* begin Data *

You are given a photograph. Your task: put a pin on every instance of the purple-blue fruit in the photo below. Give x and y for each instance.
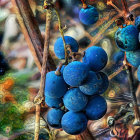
(133, 57)
(137, 22)
(127, 38)
(74, 122)
(104, 82)
(88, 15)
(59, 46)
(92, 84)
(96, 58)
(53, 102)
(74, 100)
(138, 73)
(55, 86)
(54, 117)
(96, 108)
(75, 73)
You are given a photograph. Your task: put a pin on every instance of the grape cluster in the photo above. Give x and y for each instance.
(3, 64)
(74, 93)
(128, 39)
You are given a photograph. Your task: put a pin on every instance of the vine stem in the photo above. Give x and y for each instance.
(62, 34)
(40, 97)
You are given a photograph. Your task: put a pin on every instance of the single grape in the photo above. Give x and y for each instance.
(127, 38)
(96, 108)
(104, 84)
(1, 55)
(75, 73)
(92, 84)
(133, 57)
(53, 102)
(59, 46)
(54, 117)
(96, 58)
(74, 100)
(74, 122)
(138, 73)
(137, 22)
(55, 86)
(118, 56)
(88, 15)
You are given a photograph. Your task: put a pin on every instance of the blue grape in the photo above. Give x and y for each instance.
(54, 117)
(92, 84)
(104, 83)
(75, 73)
(55, 86)
(133, 57)
(59, 46)
(74, 100)
(138, 73)
(62, 69)
(53, 102)
(96, 58)
(88, 15)
(127, 38)
(96, 108)
(137, 22)
(74, 122)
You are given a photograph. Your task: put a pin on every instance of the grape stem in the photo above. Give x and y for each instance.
(62, 34)
(40, 96)
(132, 90)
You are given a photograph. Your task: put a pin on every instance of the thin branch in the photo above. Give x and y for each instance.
(40, 97)
(133, 94)
(62, 34)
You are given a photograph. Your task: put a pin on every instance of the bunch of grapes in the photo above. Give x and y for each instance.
(128, 40)
(74, 90)
(3, 64)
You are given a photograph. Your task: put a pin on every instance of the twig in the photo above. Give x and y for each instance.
(40, 97)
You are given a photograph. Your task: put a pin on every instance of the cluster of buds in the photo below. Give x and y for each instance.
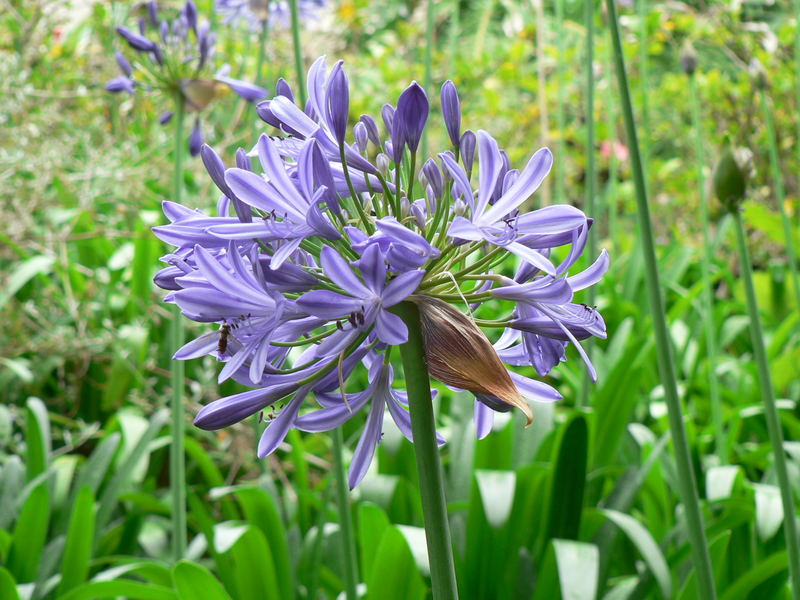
(174, 58)
(313, 246)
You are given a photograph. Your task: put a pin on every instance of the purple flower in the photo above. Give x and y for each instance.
(368, 300)
(309, 252)
(412, 114)
(451, 111)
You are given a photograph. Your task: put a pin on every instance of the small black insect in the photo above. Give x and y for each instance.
(224, 332)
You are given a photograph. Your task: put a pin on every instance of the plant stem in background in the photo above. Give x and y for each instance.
(560, 195)
(777, 182)
(263, 35)
(455, 27)
(770, 410)
(708, 290)
(429, 24)
(687, 485)
(544, 133)
(423, 429)
(588, 7)
(345, 517)
(644, 71)
(611, 202)
(299, 67)
(177, 466)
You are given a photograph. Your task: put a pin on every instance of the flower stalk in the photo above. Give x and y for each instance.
(345, 517)
(591, 178)
(434, 507)
(687, 485)
(298, 51)
(177, 464)
(770, 409)
(708, 290)
(777, 182)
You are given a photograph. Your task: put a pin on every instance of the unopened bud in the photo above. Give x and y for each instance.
(758, 74)
(688, 59)
(734, 168)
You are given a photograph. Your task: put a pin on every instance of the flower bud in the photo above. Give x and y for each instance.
(459, 354)
(733, 170)
(688, 59)
(360, 133)
(372, 129)
(758, 74)
(451, 110)
(382, 162)
(412, 113)
(337, 101)
(468, 141)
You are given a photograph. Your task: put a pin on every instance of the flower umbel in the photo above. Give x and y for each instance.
(311, 248)
(173, 57)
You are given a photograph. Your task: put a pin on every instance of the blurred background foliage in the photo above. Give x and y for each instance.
(84, 506)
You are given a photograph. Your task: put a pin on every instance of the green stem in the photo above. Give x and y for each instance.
(708, 260)
(423, 429)
(345, 517)
(687, 484)
(298, 53)
(770, 411)
(644, 76)
(262, 51)
(777, 182)
(583, 398)
(455, 26)
(560, 109)
(177, 465)
(428, 69)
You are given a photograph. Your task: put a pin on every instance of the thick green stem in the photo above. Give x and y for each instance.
(583, 399)
(423, 429)
(708, 260)
(345, 517)
(770, 410)
(429, 24)
(687, 485)
(177, 465)
(300, 70)
(780, 197)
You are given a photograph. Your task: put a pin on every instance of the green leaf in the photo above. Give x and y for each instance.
(568, 481)
(394, 574)
(193, 581)
(767, 568)
(769, 510)
(372, 523)
(569, 571)
(8, 587)
(30, 532)
(497, 495)
(97, 590)
(647, 547)
(37, 438)
(80, 539)
(22, 274)
(125, 471)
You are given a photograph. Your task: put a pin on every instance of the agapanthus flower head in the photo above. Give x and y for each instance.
(173, 58)
(275, 13)
(319, 238)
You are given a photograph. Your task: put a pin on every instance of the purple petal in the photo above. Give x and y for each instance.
(390, 328)
(529, 181)
(401, 287)
(362, 457)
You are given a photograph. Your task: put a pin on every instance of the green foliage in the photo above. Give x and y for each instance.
(581, 505)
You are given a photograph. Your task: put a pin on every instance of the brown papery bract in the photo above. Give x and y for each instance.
(459, 354)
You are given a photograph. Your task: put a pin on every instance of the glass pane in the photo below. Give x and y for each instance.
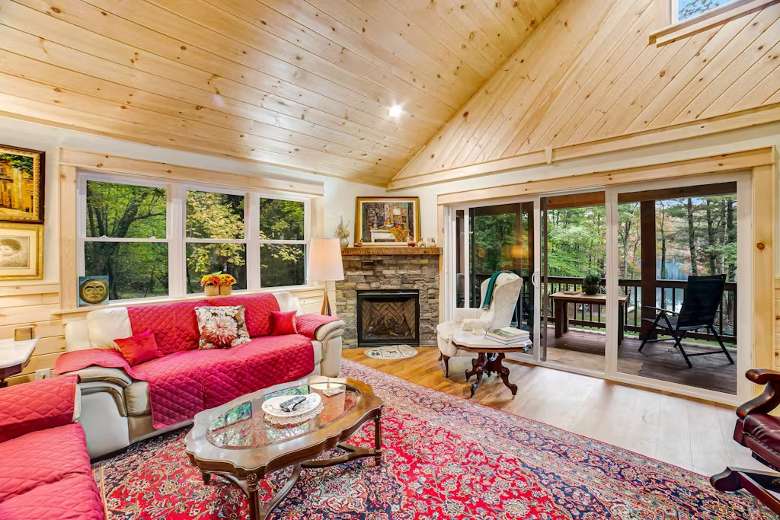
(212, 258)
(690, 8)
(575, 323)
(214, 215)
(125, 211)
(682, 232)
(135, 270)
(281, 219)
(282, 264)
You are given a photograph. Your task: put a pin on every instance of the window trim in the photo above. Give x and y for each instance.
(677, 30)
(176, 230)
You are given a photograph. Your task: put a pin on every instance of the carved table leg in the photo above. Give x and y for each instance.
(477, 368)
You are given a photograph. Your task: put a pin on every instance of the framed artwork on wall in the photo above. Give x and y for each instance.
(21, 184)
(21, 251)
(387, 221)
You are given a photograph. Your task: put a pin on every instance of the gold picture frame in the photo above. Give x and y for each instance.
(387, 221)
(22, 184)
(21, 251)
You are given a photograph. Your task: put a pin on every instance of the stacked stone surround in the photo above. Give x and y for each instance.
(374, 270)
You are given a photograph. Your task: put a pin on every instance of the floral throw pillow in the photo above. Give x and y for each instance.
(221, 327)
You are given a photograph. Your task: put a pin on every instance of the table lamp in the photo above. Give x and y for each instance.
(325, 265)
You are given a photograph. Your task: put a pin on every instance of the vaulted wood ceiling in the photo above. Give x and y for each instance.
(300, 83)
(589, 78)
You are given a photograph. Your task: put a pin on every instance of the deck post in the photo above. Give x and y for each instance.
(648, 271)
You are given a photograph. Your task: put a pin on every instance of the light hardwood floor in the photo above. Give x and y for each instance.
(692, 434)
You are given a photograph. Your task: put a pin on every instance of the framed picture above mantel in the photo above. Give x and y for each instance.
(387, 221)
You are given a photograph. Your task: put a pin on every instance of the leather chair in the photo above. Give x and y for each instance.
(758, 431)
(499, 314)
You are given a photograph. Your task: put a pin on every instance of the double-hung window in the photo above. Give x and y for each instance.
(124, 232)
(158, 238)
(215, 236)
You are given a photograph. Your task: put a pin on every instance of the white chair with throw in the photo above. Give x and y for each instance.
(506, 291)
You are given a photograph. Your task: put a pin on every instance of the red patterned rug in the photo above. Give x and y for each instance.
(444, 457)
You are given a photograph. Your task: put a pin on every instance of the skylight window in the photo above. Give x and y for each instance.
(684, 9)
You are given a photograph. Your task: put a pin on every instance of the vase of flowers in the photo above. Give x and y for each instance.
(226, 282)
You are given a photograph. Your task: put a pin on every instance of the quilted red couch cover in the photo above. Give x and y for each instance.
(44, 465)
(186, 380)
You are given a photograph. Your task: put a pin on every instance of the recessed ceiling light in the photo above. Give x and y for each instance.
(395, 111)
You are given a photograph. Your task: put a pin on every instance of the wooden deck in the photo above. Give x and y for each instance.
(657, 360)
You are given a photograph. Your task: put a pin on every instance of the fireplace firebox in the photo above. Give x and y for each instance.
(388, 317)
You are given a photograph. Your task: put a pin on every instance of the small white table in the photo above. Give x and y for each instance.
(490, 355)
(14, 356)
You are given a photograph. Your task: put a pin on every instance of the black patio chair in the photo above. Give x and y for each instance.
(700, 303)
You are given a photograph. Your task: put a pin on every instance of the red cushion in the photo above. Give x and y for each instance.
(283, 323)
(139, 348)
(174, 324)
(258, 308)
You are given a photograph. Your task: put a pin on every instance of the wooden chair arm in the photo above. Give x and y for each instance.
(659, 309)
(769, 399)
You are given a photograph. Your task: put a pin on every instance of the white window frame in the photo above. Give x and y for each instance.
(81, 218)
(176, 232)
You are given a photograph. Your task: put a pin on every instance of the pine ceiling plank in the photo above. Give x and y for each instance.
(581, 86)
(291, 61)
(722, 65)
(708, 52)
(745, 70)
(178, 59)
(653, 80)
(417, 82)
(761, 93)
(55, 54)
(233, 142)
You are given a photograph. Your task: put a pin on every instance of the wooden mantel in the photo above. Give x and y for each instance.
(390, 250)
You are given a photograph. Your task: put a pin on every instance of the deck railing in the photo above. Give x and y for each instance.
(669, 295)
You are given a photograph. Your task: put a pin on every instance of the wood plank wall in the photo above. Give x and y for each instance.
(589, 73)
(38, 306)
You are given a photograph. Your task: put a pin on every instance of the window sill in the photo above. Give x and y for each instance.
(697, 24)
(298, 290)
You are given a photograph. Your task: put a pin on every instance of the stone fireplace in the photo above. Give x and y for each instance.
(388, 317)
(389, 295)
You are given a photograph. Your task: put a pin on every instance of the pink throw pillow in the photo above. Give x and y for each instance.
(139, 348)
(283, 323)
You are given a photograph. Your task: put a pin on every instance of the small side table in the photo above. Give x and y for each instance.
(14, 356)
(490, 357)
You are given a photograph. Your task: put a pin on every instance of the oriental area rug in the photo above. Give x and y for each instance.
(444, 457)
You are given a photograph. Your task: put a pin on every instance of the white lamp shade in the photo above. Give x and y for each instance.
(325, 260)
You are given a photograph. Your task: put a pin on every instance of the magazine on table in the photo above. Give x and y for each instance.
(508, 335)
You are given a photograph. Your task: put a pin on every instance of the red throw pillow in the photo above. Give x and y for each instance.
(139, 348)
(283, 323)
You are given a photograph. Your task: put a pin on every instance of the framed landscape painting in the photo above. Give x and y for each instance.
(21, 251)
(387, 221)
(21, 185)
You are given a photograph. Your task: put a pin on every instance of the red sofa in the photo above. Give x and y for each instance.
(122, 404)
(44, 465)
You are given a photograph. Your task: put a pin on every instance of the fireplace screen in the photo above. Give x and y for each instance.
(388, 317)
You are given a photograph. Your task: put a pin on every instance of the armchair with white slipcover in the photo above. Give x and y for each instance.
(502, 308)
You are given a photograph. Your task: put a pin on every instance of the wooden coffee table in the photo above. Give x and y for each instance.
(490, 357)
(252, 448)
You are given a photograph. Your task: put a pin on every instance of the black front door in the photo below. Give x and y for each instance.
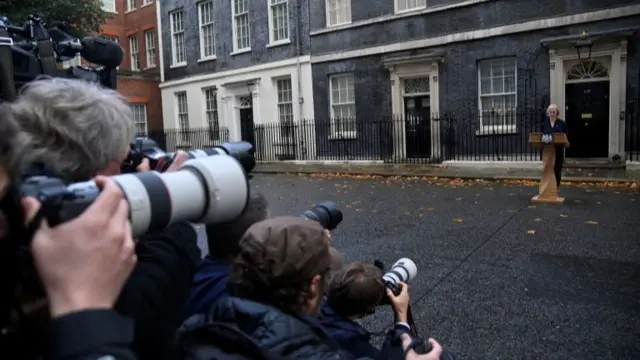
(587, 116)
(247, 128)
(417, 119)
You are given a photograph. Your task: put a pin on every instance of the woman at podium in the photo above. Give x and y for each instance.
(551, 125)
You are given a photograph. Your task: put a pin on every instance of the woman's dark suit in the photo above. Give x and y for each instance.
(558, 127)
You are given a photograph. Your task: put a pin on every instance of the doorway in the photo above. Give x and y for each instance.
(247, 127)
(587, 116)
(417, 117)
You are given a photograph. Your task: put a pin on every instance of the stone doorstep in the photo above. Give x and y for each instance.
(572, 175)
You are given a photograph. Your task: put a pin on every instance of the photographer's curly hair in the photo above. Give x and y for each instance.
(255, 276)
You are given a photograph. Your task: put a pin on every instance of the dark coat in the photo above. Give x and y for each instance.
(236, 328)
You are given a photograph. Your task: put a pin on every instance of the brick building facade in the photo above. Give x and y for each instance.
(435, 59)
(133, 26)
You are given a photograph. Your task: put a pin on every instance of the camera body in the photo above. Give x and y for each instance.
(32, 50)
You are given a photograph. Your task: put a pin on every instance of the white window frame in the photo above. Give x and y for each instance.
(211, 114)
(280, 35)
(204, 27)
(134, 53)
(177, 32)
(284, 98)
(403, 6)
(505, 127)
(109, 6)
(342, 5)
(182, 117)
(150, 48)
(335, 132)
(140, 118)
(236, 17)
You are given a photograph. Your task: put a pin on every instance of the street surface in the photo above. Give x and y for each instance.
(498, 278)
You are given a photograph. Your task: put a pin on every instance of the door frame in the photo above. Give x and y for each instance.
(418, 67)
(560, 60)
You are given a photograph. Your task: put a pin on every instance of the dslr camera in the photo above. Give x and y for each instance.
(35, 48)
(159, 160)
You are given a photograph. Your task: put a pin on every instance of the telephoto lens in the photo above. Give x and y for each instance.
(402, 271)
(326, 213)
(207, 190)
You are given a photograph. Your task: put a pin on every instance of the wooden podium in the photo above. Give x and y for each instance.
(548, 188)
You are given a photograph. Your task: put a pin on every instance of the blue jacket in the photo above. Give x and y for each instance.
(209, 285)
(349, 334)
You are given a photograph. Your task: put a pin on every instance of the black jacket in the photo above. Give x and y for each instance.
(91, 335)
(157, 290)
(235, 328)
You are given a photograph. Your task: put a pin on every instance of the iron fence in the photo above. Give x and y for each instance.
(423, 139)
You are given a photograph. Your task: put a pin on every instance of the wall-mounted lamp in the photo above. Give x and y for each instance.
(250, 86)
(583, 46)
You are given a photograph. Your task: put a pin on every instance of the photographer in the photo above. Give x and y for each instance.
(210, 282)
(77, 130)
(354, 291)
(276, 285)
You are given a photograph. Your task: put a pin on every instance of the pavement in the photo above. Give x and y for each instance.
(498, 278)
(465, 172)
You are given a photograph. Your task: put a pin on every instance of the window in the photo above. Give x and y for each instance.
(241, 40)
(285, 107)
(178, 50)
(183, 116)
(278, 20)
(343, 106)
(497, 92)
(140, 118)
(211, 110)
(150, 46)
(133, 51)
(108, 5)
(410, 5)
(338, 12)
(207, 32)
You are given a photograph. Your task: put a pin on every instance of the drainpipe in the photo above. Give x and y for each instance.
(298, 54)
(159, 32)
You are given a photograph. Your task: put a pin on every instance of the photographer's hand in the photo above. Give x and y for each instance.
(400, 303)
(434, 354)
(83, 263)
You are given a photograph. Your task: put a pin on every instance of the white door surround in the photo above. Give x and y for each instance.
(412, 67)
(613, 56)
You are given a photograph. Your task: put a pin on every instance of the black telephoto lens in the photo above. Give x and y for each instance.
(326, 213)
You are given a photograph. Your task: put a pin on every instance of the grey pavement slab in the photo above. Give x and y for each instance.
(498, 278)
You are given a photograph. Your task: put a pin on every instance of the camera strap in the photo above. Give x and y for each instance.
(7, 84)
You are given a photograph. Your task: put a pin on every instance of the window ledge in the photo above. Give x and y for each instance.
(279, 43)
(344, 136)
(208, 58)
(496, 130)
(241, 51)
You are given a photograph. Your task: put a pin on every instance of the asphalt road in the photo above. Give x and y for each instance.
(498, 278)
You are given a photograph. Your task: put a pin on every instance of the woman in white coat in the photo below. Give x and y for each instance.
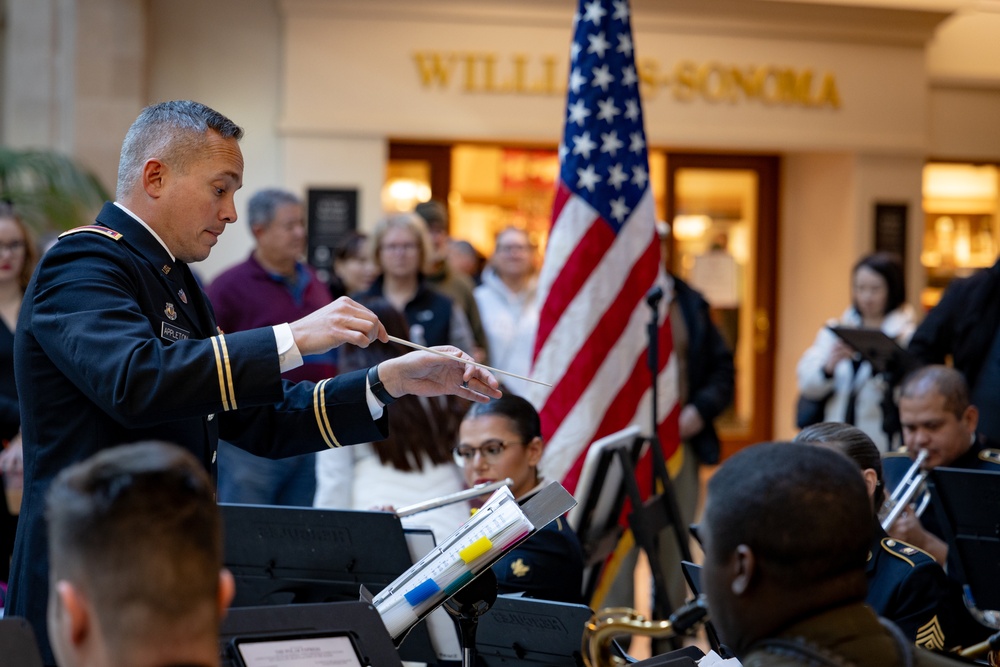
(830, 368)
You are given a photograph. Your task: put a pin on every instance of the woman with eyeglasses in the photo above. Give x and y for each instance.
(402, 248)
(18, 256)
(413, 464)
(502, 439)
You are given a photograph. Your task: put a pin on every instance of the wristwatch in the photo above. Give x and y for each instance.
(378, 389)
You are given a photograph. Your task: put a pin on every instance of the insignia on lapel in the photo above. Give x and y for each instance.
(990, 455)
(518, 568)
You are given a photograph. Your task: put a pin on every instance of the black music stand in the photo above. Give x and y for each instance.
(967, 503)
(601, 491)
(17, 643)
(660, 511)
(524, 632)
(290, 623)
(297, 555)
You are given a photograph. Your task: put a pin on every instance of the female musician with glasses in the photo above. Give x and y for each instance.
(18, 257)
(501, 439)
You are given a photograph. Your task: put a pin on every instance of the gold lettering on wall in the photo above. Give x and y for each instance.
(689, 81)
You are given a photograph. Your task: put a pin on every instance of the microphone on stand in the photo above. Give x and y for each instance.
(654, 295)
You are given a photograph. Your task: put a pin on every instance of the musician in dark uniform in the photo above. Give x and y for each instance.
(784, 568)
(117, 343)
(937, 417)
(501, 439)
(905, 585)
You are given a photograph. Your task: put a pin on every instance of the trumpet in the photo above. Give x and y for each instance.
(914, 483)
(608, 623)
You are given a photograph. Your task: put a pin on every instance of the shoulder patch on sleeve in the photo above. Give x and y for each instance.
(990, 456)
(903, 550)
(94, 229)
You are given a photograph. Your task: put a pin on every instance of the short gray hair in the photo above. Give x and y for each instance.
(172, 131)
(262, 206)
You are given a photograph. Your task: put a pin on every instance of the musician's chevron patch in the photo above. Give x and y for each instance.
(930, 635)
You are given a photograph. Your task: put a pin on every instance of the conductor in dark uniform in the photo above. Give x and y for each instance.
(117, 343)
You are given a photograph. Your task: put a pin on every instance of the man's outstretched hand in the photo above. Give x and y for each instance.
(426, 374)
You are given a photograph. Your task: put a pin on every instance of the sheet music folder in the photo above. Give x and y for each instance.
(498, 526)
(968, 506)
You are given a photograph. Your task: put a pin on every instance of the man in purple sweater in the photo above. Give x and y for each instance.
(272, 286)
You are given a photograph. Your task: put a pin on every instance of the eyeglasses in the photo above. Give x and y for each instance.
(491, 451)
(399, 247)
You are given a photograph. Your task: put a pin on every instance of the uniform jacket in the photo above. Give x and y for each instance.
(116, 343)
(548, 565)
(907, 586)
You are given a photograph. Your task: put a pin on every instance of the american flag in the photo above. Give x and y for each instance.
(602, 258)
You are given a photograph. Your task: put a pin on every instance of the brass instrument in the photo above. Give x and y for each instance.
(608, 623)
(914, 483)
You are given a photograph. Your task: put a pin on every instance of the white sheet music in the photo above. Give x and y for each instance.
(498, 525)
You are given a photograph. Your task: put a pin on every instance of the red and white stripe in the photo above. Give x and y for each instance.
(592, 335)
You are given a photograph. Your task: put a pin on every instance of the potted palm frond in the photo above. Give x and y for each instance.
(50, 191)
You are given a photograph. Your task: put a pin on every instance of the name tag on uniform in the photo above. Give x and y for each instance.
(170, 332)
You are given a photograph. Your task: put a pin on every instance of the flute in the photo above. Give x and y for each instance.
(458, 496)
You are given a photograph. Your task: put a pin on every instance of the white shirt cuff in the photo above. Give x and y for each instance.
(289, 356)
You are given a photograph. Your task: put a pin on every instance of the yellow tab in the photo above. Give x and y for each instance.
(475, 550)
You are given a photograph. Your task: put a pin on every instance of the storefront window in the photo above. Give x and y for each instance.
(960, 203)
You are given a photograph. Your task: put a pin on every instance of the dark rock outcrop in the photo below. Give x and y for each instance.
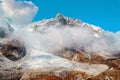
(13, 50)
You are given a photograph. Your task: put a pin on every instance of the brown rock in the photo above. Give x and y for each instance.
(13, 50)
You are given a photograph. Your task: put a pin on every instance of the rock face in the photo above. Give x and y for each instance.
(2, 33)
(13, 50)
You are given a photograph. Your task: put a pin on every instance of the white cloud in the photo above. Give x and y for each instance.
(20, 13)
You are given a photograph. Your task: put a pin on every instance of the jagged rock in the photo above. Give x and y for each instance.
(9, 74)
(54, 75)
(13, 50)
(2, 33)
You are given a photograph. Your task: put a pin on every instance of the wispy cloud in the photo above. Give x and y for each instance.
(19, 13)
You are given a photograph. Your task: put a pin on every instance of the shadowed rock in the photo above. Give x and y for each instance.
(13, 50)
(2, 33)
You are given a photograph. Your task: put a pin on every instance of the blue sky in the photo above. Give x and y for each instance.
(103, 13)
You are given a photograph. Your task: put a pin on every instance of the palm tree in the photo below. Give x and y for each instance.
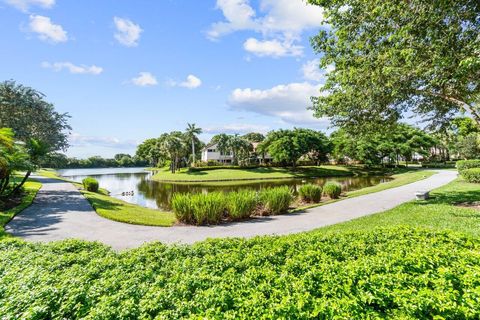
(174, 146)
(192, 132)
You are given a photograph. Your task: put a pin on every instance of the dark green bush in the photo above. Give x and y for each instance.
(241, 204)
(471, 175)
(90, 184)
(276, 200)
(467, 164)
(396, 273)
(310, 193)
(199, 208)
(332, 189)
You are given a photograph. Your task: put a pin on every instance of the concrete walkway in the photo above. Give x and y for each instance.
(61, 212)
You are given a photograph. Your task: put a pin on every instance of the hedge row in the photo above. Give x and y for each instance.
(399, 273)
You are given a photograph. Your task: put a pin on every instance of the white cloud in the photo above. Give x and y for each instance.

* end Data *

§ Problem description: Quote verbatim the final run of lines in the material above, from the line that contains "of the jagged" through the very last line, excluding any pictures.

§ Response to this exercise:
You are given a photograph. Your task: put a pin on every instance of the jagged rock in the photo above. Give x and y for each instance.
(9, 74)
(54, 75)
(13, 50)
(2, 33)
You are given a photograph. Your task: put a pin on every instance of the wispy cloud in the photo above. Give x and y for each instance.
(19, 13)
You are given a photograph. Your task: put a pin on every instance of the shadowed rock in the photo above. Give x and y for each instance.
(13, 50)
(2, 33)
You are given a photograph. Your task: put a pin on every instance of the blue sky in the photo above. Give x and y for each instance.
(103, 13)
You are given a photograph. Your task: put a pin on every instance of the palm tree in the photo below. Give x and y for each instance.
(174, 146)
(192, 132)
You are given a photograph. Your task: put a pin on every instance of the dark green bush in the photo above. Give x and y for each instance.
(241, 204)
(471, 175)
(90, 184)
(276, 200)
(467, 164)
(396, 273)
(310, 193)
(199, 208)
(332, 189)
You are given a photograph. Your task: put a pin on every instance of the concrete walkway in the photo above. Give x and y for each instance.
(61, 212)
You are given a photograph. Your task: put a pin on every instance of the hedge row in the photo above. Give x and y for each instance.
(399, 273)
You are given a photograph. Your task: put a pin on every instance of the white cloud in the photo above. Give x and y for each instance.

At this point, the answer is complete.